((
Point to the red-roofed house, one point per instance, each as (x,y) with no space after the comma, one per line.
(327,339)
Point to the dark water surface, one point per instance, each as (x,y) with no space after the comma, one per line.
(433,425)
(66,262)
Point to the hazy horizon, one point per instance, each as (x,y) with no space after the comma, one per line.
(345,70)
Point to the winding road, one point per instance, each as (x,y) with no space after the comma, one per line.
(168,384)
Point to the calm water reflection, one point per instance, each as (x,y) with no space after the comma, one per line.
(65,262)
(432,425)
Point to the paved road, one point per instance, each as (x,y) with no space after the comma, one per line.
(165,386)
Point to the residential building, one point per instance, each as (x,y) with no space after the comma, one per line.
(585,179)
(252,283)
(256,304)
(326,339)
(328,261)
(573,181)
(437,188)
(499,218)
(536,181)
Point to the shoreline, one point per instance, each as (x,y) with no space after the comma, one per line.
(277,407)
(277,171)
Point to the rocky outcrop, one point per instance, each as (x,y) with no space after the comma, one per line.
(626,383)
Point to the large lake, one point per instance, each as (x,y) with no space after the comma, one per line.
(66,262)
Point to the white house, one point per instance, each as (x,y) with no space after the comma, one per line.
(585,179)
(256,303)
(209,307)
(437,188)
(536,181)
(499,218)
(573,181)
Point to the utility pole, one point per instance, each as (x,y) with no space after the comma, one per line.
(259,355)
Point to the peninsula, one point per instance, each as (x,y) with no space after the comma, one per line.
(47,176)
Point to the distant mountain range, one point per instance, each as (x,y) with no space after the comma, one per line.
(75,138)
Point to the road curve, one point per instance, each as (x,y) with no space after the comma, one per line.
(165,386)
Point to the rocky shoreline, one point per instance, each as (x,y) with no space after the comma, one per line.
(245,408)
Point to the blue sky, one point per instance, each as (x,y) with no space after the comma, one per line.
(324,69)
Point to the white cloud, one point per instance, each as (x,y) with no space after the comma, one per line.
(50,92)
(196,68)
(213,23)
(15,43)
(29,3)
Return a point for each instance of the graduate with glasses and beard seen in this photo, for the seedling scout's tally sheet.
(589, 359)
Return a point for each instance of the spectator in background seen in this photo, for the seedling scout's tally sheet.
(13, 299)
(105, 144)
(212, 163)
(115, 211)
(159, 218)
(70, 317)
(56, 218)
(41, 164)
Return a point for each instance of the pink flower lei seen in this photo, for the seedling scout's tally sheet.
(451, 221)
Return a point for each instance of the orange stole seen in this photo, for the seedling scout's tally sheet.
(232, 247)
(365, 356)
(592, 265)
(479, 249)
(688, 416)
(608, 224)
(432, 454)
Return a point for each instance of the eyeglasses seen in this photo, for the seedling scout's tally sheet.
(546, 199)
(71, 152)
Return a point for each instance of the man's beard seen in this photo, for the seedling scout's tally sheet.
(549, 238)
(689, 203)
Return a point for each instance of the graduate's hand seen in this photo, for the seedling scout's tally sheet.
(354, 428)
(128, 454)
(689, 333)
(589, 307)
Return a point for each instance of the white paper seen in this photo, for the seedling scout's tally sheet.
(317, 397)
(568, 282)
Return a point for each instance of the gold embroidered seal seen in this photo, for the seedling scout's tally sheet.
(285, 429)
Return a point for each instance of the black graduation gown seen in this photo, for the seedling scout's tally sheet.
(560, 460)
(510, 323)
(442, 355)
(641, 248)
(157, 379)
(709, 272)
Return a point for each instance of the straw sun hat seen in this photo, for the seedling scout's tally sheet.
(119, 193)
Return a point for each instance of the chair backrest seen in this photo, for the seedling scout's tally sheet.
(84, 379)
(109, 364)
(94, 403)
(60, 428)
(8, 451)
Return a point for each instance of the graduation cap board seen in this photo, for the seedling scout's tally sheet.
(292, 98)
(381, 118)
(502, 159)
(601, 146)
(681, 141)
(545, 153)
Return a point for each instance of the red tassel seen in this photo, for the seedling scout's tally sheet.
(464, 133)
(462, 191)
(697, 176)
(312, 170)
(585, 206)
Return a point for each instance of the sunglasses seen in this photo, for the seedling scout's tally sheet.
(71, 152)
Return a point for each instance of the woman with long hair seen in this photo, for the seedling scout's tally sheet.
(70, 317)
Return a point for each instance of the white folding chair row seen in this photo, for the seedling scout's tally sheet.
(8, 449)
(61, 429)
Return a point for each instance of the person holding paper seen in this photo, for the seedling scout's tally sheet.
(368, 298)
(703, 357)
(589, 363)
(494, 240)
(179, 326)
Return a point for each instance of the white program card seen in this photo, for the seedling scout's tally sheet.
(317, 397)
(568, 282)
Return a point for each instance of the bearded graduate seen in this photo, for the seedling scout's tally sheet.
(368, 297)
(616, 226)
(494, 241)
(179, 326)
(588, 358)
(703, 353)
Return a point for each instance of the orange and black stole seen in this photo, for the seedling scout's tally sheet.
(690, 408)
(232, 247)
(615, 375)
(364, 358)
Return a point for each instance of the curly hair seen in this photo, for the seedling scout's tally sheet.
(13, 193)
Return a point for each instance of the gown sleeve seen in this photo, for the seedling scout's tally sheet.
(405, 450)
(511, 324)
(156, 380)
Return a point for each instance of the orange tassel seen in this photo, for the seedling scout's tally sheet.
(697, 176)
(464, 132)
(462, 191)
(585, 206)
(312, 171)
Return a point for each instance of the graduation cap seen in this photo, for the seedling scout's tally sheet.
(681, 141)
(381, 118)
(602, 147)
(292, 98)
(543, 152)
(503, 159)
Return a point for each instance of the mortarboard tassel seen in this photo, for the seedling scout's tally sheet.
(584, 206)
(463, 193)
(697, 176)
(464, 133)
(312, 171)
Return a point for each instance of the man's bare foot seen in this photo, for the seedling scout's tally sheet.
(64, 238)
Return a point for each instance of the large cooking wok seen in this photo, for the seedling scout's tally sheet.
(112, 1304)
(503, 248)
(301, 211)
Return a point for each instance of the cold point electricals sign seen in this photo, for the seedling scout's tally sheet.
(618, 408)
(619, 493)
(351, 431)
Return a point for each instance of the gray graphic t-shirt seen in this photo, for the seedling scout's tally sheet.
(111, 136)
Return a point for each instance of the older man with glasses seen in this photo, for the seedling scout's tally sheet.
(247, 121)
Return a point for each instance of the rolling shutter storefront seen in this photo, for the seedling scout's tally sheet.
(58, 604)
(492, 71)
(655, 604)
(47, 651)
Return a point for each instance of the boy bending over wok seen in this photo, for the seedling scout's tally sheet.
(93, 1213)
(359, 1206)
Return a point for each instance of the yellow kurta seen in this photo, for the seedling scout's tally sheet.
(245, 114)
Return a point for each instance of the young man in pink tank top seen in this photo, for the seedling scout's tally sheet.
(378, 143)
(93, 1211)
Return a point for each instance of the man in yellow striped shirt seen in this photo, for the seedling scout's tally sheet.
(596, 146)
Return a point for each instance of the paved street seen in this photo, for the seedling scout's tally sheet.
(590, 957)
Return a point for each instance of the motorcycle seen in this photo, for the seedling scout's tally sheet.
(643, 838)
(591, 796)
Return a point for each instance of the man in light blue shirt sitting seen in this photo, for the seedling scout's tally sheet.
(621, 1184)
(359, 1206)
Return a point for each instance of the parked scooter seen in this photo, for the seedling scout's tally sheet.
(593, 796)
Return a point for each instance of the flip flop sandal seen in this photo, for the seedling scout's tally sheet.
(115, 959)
))
§ DIRECTIONS FOR THIS TASK:
Give the material again in full, exactly as it appears above.

§ RESULT BELOW:
Point to the red-roofed house, one point per instance, each as (x,y) with no space after the comma, one per line.
(327,339)
Point to the dark water surface, one point per instance, each as (x,y) with no space after the comma, one per line.
(433,425)
(66,262)
Point to the hazy horizon, one point per instance, each as (x,y) with no space after the comma, one per line.
(345,70)
Point to the winding road, one point per instance, each as (x,y) with no space after the comma, one per line.
(168,384)
Point to the calm water reflection, one point per instance, each as (x,y) with no space after the comma, one per line.
(65,262)
(432,425)
Point to the paved road, one point per instance, each as (x,y) with no space after the comma, one per line.
(165,386)
Point to the residential building, one point per instance, each as (x,y) with no space after the comma, one per line.
(585,179)
(252,283)
(256,304)
(326,339)
(328,261)
(573,181)
(437,188)
(499,218)
(536,181)
Point to the shoreline, one point per instance, each as (x,y) with no space after the comma, one per line.
(277,407)
(277,171)
Point to the rocky outcrop, one point per instance, each as (x,y) with no space after the comma, one per line.
(626,383)
Point to the large lake, one point per instance, each as (x,y) with no space after the comma, one per line.
(66,262)
Point to the white house, one point per instance, each as (x,y) with no space after the comma, one per line.
(585,179)
(256,303)
(209,307)
(437,188)
(536,181)
(499,218)
(573,181)
Point to the utility pole, one point per instance, each as (x,y) with no space after the comma, one per line.
(259,355)
Point to the peninsula, one point per instance, each as (x,y) with no space after the comma, one per line.
(47,176)
Point to the distant mountain range, one point per instance, each as (x,y) with no space after the comma, one per line.
(75,138)
Point to the road curve, one point per instance, each as (x,y) with no space after the comma, one per line.
(165,386)
Point to the rocky shoreline, one point per instance, each as (x,y) with no space after the comma, one per line.
(245,408)
Point to the blue sky, one point per instance, each as (x,y) with no space after the comma, one per line.
(324,69)
Point to the white cloud, one point per instance, each as (x,y) with no space after the comma, one per line.
(50,92)
(196,68)
(213,23)
(15,43)
(29,3)
Return a point for each instance of the graduate with glasses and beard seen in this photo, for the seedling scout's tally sheet.
(589, 359)
Return a point for each instance of the spectator in background seen in this photo, for the seedling scout's tally sheet.
(13, 299)
(105, 144)
(212, 163)
(115, 211)
(159, 218)
(70, 317)
(56, 218)
(41, 164)
Return a point for each instance of the pink flower lei seen in this photo, for the seedling scout's tally sheet.
(451, 221)
Return a point for each instance of the orange stole seen in this photo, for the seedling scout's tally sheet.
(232, 247)
(365, 356)
(592, 265)
(479, 249)
(688, 416)
(608, 224)
(432, 454)
Return a point for each instance of the eyeglasses seen in this photo, for the seedling scout's tally sheet.
(546, 199)
(71, 152)
Return a point for each instance of the man's beard seen in this photo, for the seedling scout's tally sheet.
(549, 238)
(689, 203)
Return a point for each instance of the graduate's hand seen in this photo, for the seedling scout's tally sheet.
(354, 428)
(128, 454)
(689, 333)
(589, 307)
Return a point for each instance of the white paper seen in this photo, for the seedling scout's tally sheet.
(317, 397)
(568, 282)
Return a point for each instance of the gold embroidered seal seen in this photo, for the seedling scout's tally sheet.
(285, 429)
Return a point for each instance of the black graduation gown seen in this photo, for the seedling scout's tally sheet.
(560, 460)
(510, 323)
(442, 355)
(641, 248)
(157, 379)
(709, 272)
Return a point for each instance of the straw sun hat seen in this photo, for the seedling scout's tally sheet.
(119, 193)
Return a point for each instance of the chair backrest seen in this photo, for the seedling scout's tally sheet.
(84, 379)
(109, 364)
(94, 403)
(60, 428)
(8, 451)
Return a point for each instance of the graduation cap board seen in this photo, for the seedling scout's tally sheet.
(292, 98)
(381, 118)
(502, 159)
(601, 146)
(681, 141)
(545, 153)
Return a point for each instance of the red tassel seen in this photo, for the seedling scout's tally sheet.
(464, 133)
(462, 191)
(697, 176)
(312, 170)
(585, 206)
Return a point for each instance of the sunglasses seen in this photo, for the seedling scout's tally sheet.
(71, 152)
Return a point for each instance of the woman with long hair seen in this photo, for the seedling scout's tally sheet.
(70, 317)
Return a point for each instance of the white folding chair row seen in this photo, for the seedling scout's tally sheet.
(8, 449)
(61, 429)
Return a point for each instance of the person holding paper seen in this photo, for the seedling scout's tally sheet.
(368, 298)
(703, 357)
(589, 363)
(494, 240)
(179, 326)
Return a point for each instance of the white program card seen in this photo, for the seedling scout's tally sheet.
(317, 397)
(568, 282)
Return a point for each instance of the bearded graduate seen in this photo, for the seedling scout's tally sheet.
(368, 297)
(616, 226)
(494, 241)
(179, 326)
(588, 358)
(703, 353)
Return a point for each instance of the orange and black stole seen in this photo, for the seedling scout's tally sheet.
(690, 408)
(232, 247)
(615, 375)
(364, 358)
Return a point for each instance of the curly hair seen in this photo, for the seedling scout's tally sheet.
(13, 193)
Return a point for each instance of the gown sleeve seen in this photo, for the seedling scout's tally sheet.
(405, 450)
(511, 324)
(156, 380)
Return a point for each instance of the orange tassel seen in this photo, for the seedling scout's tally sheet.
(697, 176)
(464, 132)
(462, 191)
(585, 206)
(312, 171)
Return a point for each instance of the graduation cap seen in this photo, for the seedling scout's tally sheet.
(681, 141)
(381, 118)
(602, 147)
(292, 98)
(543, 152)
(503, 159)
Return a point for each instance of the mortarboard tassel seen in this photo, for the seedling scout's tally sheet.
(584, 206)
(463, 193)
(697, 176)
(464, 133)
(312, 171)
Return a point for each instance of the man's bare foot seen in this photo, for the seedling scout's tally sheet.
(64, 238)
Return a point for each instance of the large cooking wok seen in this photo, for the seedling scout's tally sheet.
(112, 1304)
(503, 248)
(301, 211)
Return a point for each instance of the cold point electricals sign seen in this photo, for the seedling scout's tally sheet.
(618, 408)
(619, 493)
(351, 431)
Return a point for each instance of the gray graphic t-shirt seen in this photo, for the seedling scout's tally sheet.
(111, 136)
Return a point for each instance of the older man with glasses seen in this photo, for the seedling scout's tally sheet.
(247, 121)
Return a point for each instance of the rolling shutter storefront seen in this photo, for the seedling scout's tally sheet.
(58, 604)
(492, 71)
(655, 604)
(47, 651)
Return a point for each instance of the boy bending over wok seen in this photo, for the seedling scout's tally sheet.
(93, 1213)
(359, 1206)
Return a point for each instance of the yellow kurta seen in this photo, for the seedling scout's tally sheet.
(245, 114)
Return a point for each instance of the young man in pink tank top seen in this photo, for the seedling scout's tally sheet.
(378, 143)
(93, 1211)
Return a point for each instance of the man in yellow striped shirt seen in this photo, for the seedling scout's tally sheet.
(596, 146)
Return a point for each instance of the paved street seen in this photo, for the seedling scout's tally sheet.
(590, 957)
Return a point for each instance of the motorcycle seen in this photo, for the seedling scout's tally sheet.
(643, 838)
(591, 796)
Return a point for each instance of the man in light blue shirt sitting seen in this photo, for the seedling scout's tally sheet.
(621, 1184)
(359, 1206)
Return a point for each instance of the parked scooter seen in this photo, for the seedling scout's tally sheet.
(593, 796)
Return a point for each instance of the flip flop sandal seen in this photo, for the seedling scout's tally sheet.
(115, 959)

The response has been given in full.